[Items from a dataset]
§ §
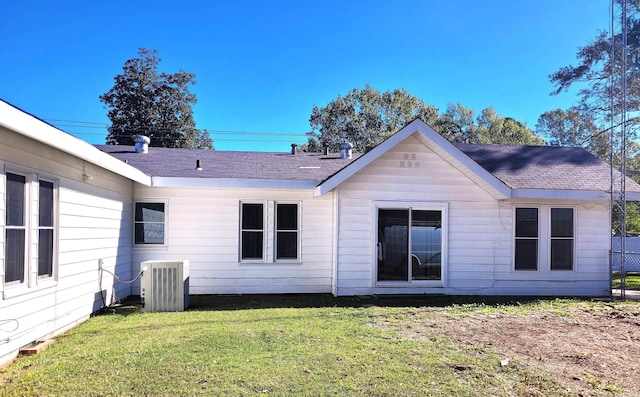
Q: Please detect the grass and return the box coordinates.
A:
[0,295,620,396]
[612,272,640,291]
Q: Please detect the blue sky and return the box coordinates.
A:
[0,0,610,151]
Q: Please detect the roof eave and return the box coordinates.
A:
[0,100,151,186]
[314,119,511,199]
[151,176,318,190]
[511,189,608,201]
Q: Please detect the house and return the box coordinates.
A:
[0,102,640,363]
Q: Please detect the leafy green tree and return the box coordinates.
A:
[305,84,438,152]
[549,0,640,135]
[477,107,545,145]
[100,48,213,149]
[436,103,545,145]
[536,107,599,148]
[433,102,478,143]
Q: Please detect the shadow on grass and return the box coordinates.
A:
[100,294,589,316]
[188,294,576,311]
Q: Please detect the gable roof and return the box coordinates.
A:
[315,119,510,198]
[96,119,640,200]
[316,119,640,200]
[455,144,640,197]
[97,145,358,189]
[0,99,151,185]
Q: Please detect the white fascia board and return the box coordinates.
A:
[511,189,608,200]
[0,100,151,186]
[314,119,511,198]
[151,176,317,190]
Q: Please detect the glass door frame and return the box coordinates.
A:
[372,201,449,288]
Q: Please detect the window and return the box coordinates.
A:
[239,201,301,263]
[551,208,573,270]
[276,204,298,260]
[38,180,54,277]
[4,173,27,284]
[377,208,444,282]
[514,206,575,271]
[515,208,538,270]
[134,203,165,245]
[0,170,57,290]
[240,203,264,260]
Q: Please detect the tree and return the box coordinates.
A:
[536,107,599,148]
[434,103,478,143]
[549,0,640,136]
[435,103,545,145]
[306,84,438,152]
[100,48,213,149]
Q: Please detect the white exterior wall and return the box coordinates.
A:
[334,137,610,295]
[0,127,133,365]
[133,185,334,294]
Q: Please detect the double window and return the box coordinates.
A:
[514,207,575,271]
[4,171,57,286]
[240,202,300,261]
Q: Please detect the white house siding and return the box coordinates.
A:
[334,137,609,295]
[0,128,133,364]
[133,185,333,294]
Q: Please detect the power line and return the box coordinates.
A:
[43,119,307,137]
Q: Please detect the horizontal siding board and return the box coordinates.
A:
[133,186,334,293]
[0,127,133,357]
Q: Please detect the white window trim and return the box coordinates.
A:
[273,201,302,263]
[238,200,269,264]
[511,203,578,274]
[547,205,578,273]
[131,198,169,249]
[0,162,60,299]
[511,204,546,274]
[371,201,449,288]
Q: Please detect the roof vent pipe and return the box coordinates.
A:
[133,135,151,154]
[340,142,353,160]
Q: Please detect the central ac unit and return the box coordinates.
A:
[140,260,189,312]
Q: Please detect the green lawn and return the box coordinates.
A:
[0,295,632,396]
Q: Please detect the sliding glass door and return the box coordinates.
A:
[377,208,443,282]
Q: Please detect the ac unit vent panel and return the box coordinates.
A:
[140,260,189,312]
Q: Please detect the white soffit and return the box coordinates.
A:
[0,100,151,186]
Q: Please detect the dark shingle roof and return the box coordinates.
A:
[96,144,640,192]
[96,145,357,183]
[456,144,640,192]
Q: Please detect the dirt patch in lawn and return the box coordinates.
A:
[390,303,640,396]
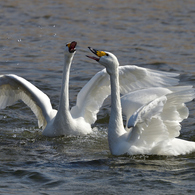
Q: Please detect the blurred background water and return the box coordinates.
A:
[0,0,195,194]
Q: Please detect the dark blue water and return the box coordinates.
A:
[0,0,195,195]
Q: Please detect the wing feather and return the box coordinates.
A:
[0,74,52,127]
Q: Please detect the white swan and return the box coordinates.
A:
[88,48,195,155]
[0,41,92,137]
[0,41,178,137]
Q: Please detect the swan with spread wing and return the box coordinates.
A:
[0,41,178,137]
[87,48,195,155]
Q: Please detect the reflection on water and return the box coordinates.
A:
[0,0,195,194]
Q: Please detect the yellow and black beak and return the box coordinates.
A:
[87,47,107,61]
[66,41,77,53]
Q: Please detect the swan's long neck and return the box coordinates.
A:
[57,56,73,122]
[108,68,124,151]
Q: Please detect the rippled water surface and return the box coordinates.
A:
[0,0,195,194]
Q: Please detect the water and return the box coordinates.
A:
[0,0,195,194]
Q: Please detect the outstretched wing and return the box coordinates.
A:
[71,65,179,124]
[0,74,52,127]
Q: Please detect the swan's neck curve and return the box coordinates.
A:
[108,68,125,151]
[57,55,73,122]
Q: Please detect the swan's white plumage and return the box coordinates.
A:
[0,42,186,137]
[88,48,195,155]
[71,65,179,124]
[0,74,55,128]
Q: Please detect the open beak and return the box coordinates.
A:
[86,47,100,62]
[67,41,77,53]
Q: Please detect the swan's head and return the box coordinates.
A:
[64,41,77,55]
[87,47,119,74]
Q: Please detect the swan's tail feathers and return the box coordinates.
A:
[125,86,195,155]
[0,74,52,128]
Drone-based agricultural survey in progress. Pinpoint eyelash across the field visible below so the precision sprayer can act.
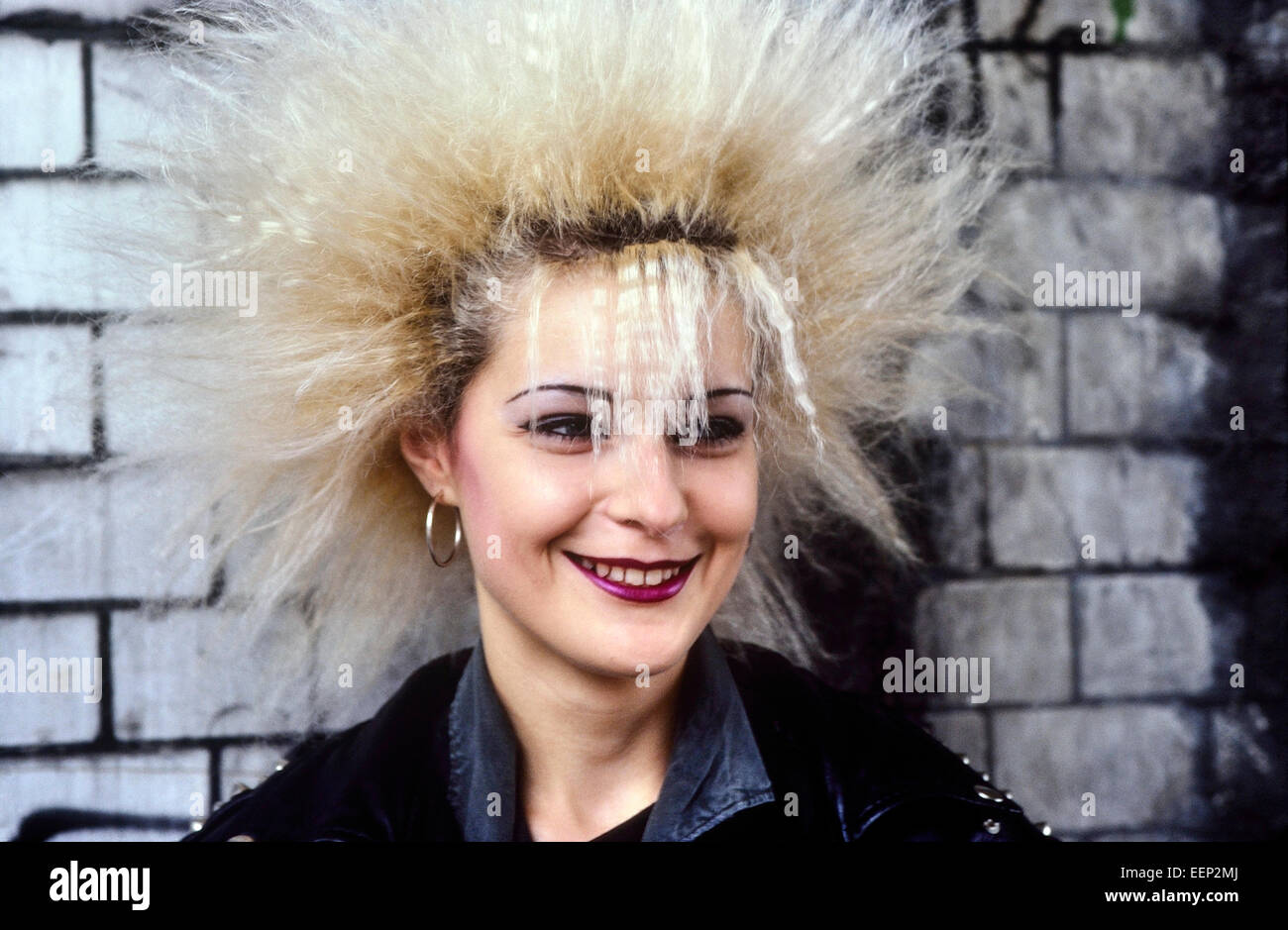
§ §
- AIM -
Copy all of the material above word for word, leaving out the pictures.

- TASK ANSWER -
Q: Please detect the grass and return the box coordinates.
A:
[0,295,620,396]
[612,272,640,291]
Q: Please detect the blue sky and return the box coordinates.
A:
[0,0,610,151]
Q: Please detect the roof eave and return the box coordinates.
A:
[0,100,151,186]
[314,119,511,199]
[151,176,318,190]
[511,189,608,201]
Q: Please detect the house and return the box coordinates.
A:
[0,102,640,363]
Q: Please detect the leafy green tree and return the box coordinates.
A:
[305,84,438,152]
[549,0,640,135]
[477,107,545,145]
[100,48,213,149]
[436,103,545,145]
[536,107,599,148]
[433,102,478,143]
Q: Please detect the shadow on grass and return the box coordinates.
A:
[100,294,589,316]
[188,294,576,311]
Q: Please detect the gable roof and return the box coordinates.
A:
[315,119,510,198]
[96,119,640,200]
[316,119,640,200]
[455,144,640,197]
[97,145,358,189]
[0,99,151,185]
Q: Please detect the white fascia board and return the box coordinates.
A:
[511,189,608,200]
[0,100,151,186]
[314,119,511,198]
[151,176,317,190]
Q: Please detect the glass door frame and return the box coordinates.
A:
[372,201,449,288]
Q: Please detect the window and return the box coordinates.
A:
[239,201,301,263]
[551,208,573,270]
[276,204,298,260]
[38,180,54,277]
[4,173,27,284]
[377,208,444,282]
[514,206,575,271]
[515,208,538,270]
[134,203,165,245]
[0,170,57,290]
[240,203,264,260]
Q: Please detect the tree and return the box coordinates.
A:
[536,107,599,148]
[434,103,478,143]
[549,0,640,136]
[435,103,545,145]
[306,84,438,152]
[100,48,213,149]
Q: Please detect the white exterior wall and return the box coordinates.
A:
[334,137,610,295]
[0,127,133,365]
[133,185,334,294]
Q: Please detect the double window and return the box coordinates.
A:
[514,207,575,271]
[4,171,57,286]
[240,202,300,261]
Q: Please detect the white house siding and return the box coordinates.
A:
[334,137,609,295]
[0,128,133,364]
[133,185,333,294]
Q: Please detect the power line and return the box coordinates.
A:
[43,119,307,137]
Q: Please detect the horizontal siding board and return the box coordinates.
A:
[133,186,334,293]
[0,127,133,357]
Q: Please detect the white window trim and return the box coordinates.
A:
[273,201,302,263]
[238,200,269,264]
[511,203,578,274]
[547,205,578,273]
[131,198,169,249]
[0,162,60,299]
[511,204,546,274]
[371,201,449,288]
Q: Please detect the roof vent pipe and return the box coordinates.
A:
[133,135,151,154]
[340,142,353,160]
Q: Please detect the central ac unit and return the box coordinates.
A:
[140,260,189,312]
Q: Please detect the green lawn and return the box coordinates.
A:
[0,295,632,396]
Q: Please detect the sliding glass door and return the box coordinates.
A:
[377,208,443,282]
Q: Please detect the ac unit vent panel and return the box coordinates.
A:
[140,260,189,312]
Q: Please detect the white soffit and return the box coordinates.
A:
[0,100,151,186]
Q: Please detect the dark shingle roof and return the box coordinates.
A:
[96,144,640,192]
[96,145,357,183]
[456,144,640,192]
Q: Please detect the dirt patch in lawn and return the box coordinates.
A:
[390,303,640,396]
Q: Please detect the blurred background water and return the box coordinates.
A:
[0,0,195,194]
Q: Please detect the dark blue water and return the box coordinates.
A:
[0,0,195,195]
Q: Please detect the wing feather and return the box coordinates.
A:
[0,74,52,127]
Q: Please detect the white swan and return the box coordinates.
A:
[88,48,195,155]
[0,41,92,137]
[0,41,178,137]
Q: Please detect the swan with spread wing and return the box coordinates.
A:
[0,41,178,137]
[87,48,195,155]
Q: Please detect the reflection on water and return the box coordinates.
A:
[0,0,195,194]
Q: Please detect the yellow and black beak and return the box coordinates.
A:
[87,47,107,61]
[66,41,77,53]
Q: Please detect the swan's long neck and return the box coordinates.
A:
[57,56,73,122]
[108,68,124,151]
Q: Please detect the rippled water surface and return the box coordinates.
A:
[0,0,195,194]
Q: Please detect the water and return the box coordinates.
A:
[0,0,195,194]
Q: Please detect the outstretched wing and return the box coordinates.
A:
[71,65,179,124]
[0,74,52,127]
Q: Please detect the swan's neck curve and return the box coordinates.
A:
[108,68,125,151]
[57,55,73,122]
Q: Please detect the swan's white plumage and return the box coordinates.
A:
[0,42,186,137]
[88,48,195,155]
[71,65,179,124]
[0,74,55,128]
Q: Please detect the open beak and return the box coordinates.
A:
[86,47,100,62]
[67,41,77,53]
Q: Please detect the swan's head and return the box coordinates.
A:
[64,41,77,55]
[87,47,119,74]
Q: Please detect the swan's tail feathers and return the box coordinates.
A:
[125,86,195,155]
[0,74,52,128]
Drone-based agricultural survey in progress. Pinpoint eyelash across the field visible below so the precision sprayer can act.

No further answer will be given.